DATA FOR THIS EXERCISE »
---*---
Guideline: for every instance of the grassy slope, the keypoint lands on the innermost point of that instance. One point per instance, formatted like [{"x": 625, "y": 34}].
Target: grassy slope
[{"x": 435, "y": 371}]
---*---
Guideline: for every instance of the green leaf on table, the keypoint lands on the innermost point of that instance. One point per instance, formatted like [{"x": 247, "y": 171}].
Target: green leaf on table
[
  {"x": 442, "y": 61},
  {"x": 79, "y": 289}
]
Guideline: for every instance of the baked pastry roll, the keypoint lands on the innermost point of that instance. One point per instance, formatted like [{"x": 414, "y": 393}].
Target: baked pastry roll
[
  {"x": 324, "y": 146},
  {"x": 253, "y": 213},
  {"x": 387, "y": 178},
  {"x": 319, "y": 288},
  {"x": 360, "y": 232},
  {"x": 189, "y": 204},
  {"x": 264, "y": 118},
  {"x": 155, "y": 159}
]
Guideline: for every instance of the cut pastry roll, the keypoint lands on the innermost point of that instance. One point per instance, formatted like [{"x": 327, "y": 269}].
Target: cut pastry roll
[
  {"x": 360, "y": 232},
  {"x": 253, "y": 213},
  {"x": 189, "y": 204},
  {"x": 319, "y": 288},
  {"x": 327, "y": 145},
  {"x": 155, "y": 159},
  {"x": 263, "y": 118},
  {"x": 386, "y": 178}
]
---*---
WHAT IS REQUIRED »
Please pull out every line of the items above that contains the word "innermost", matching case exactly.

COMPLETED TASK »
Guideline: for every instance of the grassy slope, the keypoint lands on the innermost point of that instance. One point per instance, formatted like [{"x": 625, "y": 34}].
Guideline: for every instance of the green leaf on table, the keypoint lands on the innermost point of that instance. One point per instance, formatted like [{"x": 247, "y": 171}].
Guideline: for every instance of the baked pastry roll, the keypoint lands on the innermost point of that instance. One point per instance, formatted like [{"x": 414, "y": 393}].
Guideline: for every instance of the cut pastry roll, the keypoint lands on the innermost point of that instance. One point per instance, formatted like [{"x": 327, "y": 269}].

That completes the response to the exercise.